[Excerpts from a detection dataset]

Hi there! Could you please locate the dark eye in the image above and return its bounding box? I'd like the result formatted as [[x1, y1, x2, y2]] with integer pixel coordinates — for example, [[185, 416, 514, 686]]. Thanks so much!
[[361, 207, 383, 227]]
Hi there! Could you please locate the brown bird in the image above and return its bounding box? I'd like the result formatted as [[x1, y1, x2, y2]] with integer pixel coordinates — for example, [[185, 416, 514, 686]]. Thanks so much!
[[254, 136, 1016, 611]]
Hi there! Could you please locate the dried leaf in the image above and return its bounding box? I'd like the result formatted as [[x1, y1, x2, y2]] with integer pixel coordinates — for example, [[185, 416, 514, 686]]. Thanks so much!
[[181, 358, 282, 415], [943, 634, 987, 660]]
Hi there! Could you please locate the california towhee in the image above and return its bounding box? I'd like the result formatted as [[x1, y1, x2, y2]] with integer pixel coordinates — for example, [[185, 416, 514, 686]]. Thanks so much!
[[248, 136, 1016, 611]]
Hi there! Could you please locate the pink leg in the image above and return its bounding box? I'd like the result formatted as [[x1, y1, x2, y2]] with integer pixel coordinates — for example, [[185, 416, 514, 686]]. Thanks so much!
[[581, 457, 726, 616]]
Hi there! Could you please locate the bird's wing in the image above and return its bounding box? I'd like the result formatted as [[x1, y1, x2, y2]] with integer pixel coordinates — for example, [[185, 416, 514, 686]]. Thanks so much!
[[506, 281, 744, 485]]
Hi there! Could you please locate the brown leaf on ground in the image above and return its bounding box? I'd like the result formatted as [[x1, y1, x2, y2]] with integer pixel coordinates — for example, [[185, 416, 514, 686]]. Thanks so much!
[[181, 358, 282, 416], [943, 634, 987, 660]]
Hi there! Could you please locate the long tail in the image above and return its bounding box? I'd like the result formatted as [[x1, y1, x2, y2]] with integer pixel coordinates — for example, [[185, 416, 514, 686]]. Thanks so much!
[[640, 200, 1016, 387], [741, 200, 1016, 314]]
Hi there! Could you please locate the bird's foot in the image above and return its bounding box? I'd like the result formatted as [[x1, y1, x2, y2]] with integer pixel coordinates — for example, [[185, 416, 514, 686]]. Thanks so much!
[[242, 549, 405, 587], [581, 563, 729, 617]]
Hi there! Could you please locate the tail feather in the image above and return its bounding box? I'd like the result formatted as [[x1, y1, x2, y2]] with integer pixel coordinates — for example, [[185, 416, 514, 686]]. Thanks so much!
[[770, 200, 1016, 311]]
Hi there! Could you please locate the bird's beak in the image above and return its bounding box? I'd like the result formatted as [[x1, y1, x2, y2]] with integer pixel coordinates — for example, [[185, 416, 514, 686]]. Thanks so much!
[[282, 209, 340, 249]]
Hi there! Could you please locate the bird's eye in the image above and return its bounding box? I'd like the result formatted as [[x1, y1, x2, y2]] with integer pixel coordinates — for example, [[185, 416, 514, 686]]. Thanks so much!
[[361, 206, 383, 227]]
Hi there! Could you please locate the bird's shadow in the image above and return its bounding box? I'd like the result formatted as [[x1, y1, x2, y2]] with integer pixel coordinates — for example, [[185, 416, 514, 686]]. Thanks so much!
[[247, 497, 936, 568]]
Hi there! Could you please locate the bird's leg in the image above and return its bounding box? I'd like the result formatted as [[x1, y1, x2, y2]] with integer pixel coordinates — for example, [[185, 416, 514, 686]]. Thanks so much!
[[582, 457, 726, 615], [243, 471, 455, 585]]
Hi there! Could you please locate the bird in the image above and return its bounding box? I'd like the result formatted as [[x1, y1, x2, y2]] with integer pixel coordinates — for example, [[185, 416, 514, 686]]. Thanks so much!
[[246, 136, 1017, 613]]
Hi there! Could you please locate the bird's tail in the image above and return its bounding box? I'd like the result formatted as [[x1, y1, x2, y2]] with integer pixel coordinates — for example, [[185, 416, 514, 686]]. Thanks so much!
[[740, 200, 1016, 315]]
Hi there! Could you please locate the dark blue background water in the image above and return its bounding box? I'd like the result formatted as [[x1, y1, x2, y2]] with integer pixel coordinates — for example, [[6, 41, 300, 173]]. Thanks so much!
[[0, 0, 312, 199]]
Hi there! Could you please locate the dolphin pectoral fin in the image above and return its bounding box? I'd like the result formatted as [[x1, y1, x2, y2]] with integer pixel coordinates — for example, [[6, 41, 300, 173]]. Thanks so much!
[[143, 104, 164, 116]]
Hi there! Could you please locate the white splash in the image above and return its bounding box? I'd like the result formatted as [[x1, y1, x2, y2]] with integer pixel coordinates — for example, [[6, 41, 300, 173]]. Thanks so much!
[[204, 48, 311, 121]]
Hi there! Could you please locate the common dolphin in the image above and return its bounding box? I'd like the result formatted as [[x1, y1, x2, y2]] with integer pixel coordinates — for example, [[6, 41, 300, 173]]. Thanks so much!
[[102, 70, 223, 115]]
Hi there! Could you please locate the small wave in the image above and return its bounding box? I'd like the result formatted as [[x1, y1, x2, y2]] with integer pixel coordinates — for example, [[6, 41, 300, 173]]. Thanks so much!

**Written instruction:** Reproduce every line from the start of the items through the line containing "[[640, 200, 1016, 387], [741, 200, 1016, 314]]", inclusive, increasing each bounding-box coordinate in the answers by 74 and leaving the requests and their sample coordinates unchanged. Return only those lines.

**Task solution:**
Hi there! Could you please locate the dark eye in the image above and return its bounding box? I'd like the result formatted as [[x1, y1, x2, y2]] with integer pixel coordinates — for example, [[185, 416, 514, 686]]. Thanks so much!
[[435, 281, 457, 301]]
Hi there! Could you please locate the brown bird in the image above and return its bounding box? I'd like the result formatted as [[x1, y1, x2, y2]] with integer pixel coordinates — for example, [[185, 416, 514, 686]]. Thanks so much!
[[328, 210, 1090, 685]]
Hi there! Could you please locate the dried leaf in the image above and return its bounding box? I'd like the result formatted as [[x1, y1, x2, y2]] with integer pixel coordinates — for example, [[185, 416, 514, 686]]. Thanks so much!
[[255, 432, 356, 489], [1017, 708, 1061, 734]]
Hi there! Could you please locate the california towhee in the image above and return its bounding box? I'd like the result formatted as [[x1, y1, x2, y2]] with integer pixel coordinates — for example, [[185, 416, 514, 686]]. Thanks so much!
[[322, 210, 1090, 685]]
Hi there! Could you please locate the pink leg in the image above and return its bounding box? I'd like the result formatted as [[x1, y1, x2, y2]] with integer pixel coordinates — for example, [[185, 416, 514, 686]]. Thanks so much!
[[655, 531, 800, 690]]
Hi there! Could you please locate the bird's wing in the image above and return its bounding box? I'd like the result formatted as [[x1, y1, x2, y2]] with integer pixel coordinates — for example, [[185, 416, 514, 686]]. Thanks so much!
[[580, 355, 818, 559]]
Hi there! Could you please locate the brown leaf on ground in the image above and return its bounding box? I'd like the result formatted as [[x1, y1, x2, y2]] with integer pixel coordinates — for example, [[185, 416, 514, 686]]. Thanks so much!
[[255, 432, 356, 490], [1017, 708, 1061, 734]]
Hi there! Could you please locate the long tail in the image above and return its bounding box? I'd like the result formatted as [[x1, y1, x2, y2]] with integer pixel coordinates — for example, [[185, 416, 514, 686]]. Thanks so much!
[[714, 274, 1090, 461], [815, 274, 1090, 388]]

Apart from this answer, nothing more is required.